>> Start Extract to read
The bonds would be issued in phases to the developers of 1.35 million square feet in and around the nearly 1 million-square-foot Solo Cup plant owned by Warren Davis Properties, according to Economic Development Director Mary Lilly Smith.

Only one member of the public, Steven Reed, objected to the plans. He said that dividing the property could prevent the city from securing a single tenant to fill the space. He also objected to a first reading bill connected to the resolution that would allow outside legal counsel to draft the incentives package. City staff, however, said Warren Davis Properties would be responsible for those legal fees.

Patrick Harrington, the listing agent for Warren Davis Properties, said the former plant, which ceased operations in March, would need to be split up and renovated to attract multiple tenants.

He said the average prospect for filling the Solo Cup plant needs between 75,000 and 250,000 square feet. Renovating the roughly 60-year-old facility could help bring long-term jobs to the area.

“There's 1,200 parking spaces there, and I would like to see those fill up,” Harrington said.

Smith said the issue of limited liability bonds would put all of the liability on the developers, who want to take advantage of the real and personal property tax abatements. The resolution states that the tax abatement on real property would be 100 percent for a 10-year period and 50 percent for the following 15 years. A 50 percent personal property tax abatement on equipment purchases also would be available for 10 years.
>> End Extract to read
>> Start Entries supplied
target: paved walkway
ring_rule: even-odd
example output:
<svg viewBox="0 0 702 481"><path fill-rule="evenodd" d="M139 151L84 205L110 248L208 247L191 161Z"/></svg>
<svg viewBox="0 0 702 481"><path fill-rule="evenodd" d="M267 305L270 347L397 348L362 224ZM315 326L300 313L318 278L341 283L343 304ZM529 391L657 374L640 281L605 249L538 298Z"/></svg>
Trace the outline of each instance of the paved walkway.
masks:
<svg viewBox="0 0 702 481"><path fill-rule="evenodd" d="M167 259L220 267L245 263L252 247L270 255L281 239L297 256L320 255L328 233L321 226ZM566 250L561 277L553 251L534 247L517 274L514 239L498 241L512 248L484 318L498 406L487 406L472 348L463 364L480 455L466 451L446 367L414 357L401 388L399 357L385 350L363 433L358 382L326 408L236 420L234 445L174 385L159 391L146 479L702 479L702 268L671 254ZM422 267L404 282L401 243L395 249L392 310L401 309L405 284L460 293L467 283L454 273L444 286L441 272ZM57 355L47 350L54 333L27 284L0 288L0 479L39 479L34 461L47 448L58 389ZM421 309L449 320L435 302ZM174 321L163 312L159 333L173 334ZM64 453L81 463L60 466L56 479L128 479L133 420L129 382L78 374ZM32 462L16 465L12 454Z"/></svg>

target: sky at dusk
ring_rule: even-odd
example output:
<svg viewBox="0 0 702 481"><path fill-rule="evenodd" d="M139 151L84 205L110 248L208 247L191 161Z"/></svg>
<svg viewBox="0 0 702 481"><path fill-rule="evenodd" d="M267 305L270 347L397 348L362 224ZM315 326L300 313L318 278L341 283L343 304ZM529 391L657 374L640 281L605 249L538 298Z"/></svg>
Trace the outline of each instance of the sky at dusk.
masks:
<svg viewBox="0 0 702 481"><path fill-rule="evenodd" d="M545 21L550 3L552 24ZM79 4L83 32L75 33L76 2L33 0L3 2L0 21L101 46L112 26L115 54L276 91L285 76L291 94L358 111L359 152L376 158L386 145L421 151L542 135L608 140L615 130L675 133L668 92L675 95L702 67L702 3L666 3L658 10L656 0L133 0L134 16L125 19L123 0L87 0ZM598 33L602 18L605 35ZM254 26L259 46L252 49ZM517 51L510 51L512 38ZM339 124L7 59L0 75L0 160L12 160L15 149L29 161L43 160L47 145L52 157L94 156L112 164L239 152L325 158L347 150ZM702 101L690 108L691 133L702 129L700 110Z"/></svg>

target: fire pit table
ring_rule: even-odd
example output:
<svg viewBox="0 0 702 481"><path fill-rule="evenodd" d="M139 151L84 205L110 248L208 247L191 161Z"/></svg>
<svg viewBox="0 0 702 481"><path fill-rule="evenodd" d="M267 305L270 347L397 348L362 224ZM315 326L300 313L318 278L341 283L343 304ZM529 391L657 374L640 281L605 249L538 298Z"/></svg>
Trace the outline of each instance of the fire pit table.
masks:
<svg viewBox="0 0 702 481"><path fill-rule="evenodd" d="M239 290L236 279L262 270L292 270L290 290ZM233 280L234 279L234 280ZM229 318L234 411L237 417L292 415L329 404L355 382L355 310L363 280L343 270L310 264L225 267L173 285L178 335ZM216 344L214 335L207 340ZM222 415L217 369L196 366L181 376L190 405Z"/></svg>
>> End Entries supplied
**Requirements**:
1) Translate this sentence from the Solo Cup plant article into Spanish: "Only one member of the public, Steven Reed, objected to the plans."
2) Write the next part of the article on the Solo Cup plant bonds, picking up after its final sentence.

**Results of the tasks**:
1) Solo un miembro del público, Steven Reed, se opuso a los planes.

2)
Smith said the city of Springfield collaborated with several organizations, including the Springfield Area Chamber of Commerce, to put together the incentives package to attract investment in the city.

“We have an opportunity here to fill a big, empty building,” Smith said, adding that a default on bonds by developers wouldn't hurt the city’s credit rating.

Rob Dixon, manager of business development for the chamber, said the incentives were needed to remove any obstacles or concerns those considering the property might have.

“There is no other community in the state that we know of that has a vacant building of this size,” Dixon said. “This is a unique situation that requires a unique response.”

Mayor Jim O’Neal said offering such incentives is exactly the kind of thing the city should be doing to bring jobs and investment to the area.

“With this, there is very little to risk and a lot to gain,” O’Neal said.

Under state statutes, Industrial Development Revenue Bonds can be issued by local governments to finance industrial development projects. Upon issuance of the bonds, the owner transfers ownership to the issuing body. Bond proceeds are then used to fund project improvements. After the bonds have been repaid, the title is then transferred back to the original owner.

At its peak, the Solo Cup facility employed 1,200 workers, according to an explanation to City Council that came with the resolution. In June 2010, the company announced its plans to cease operations.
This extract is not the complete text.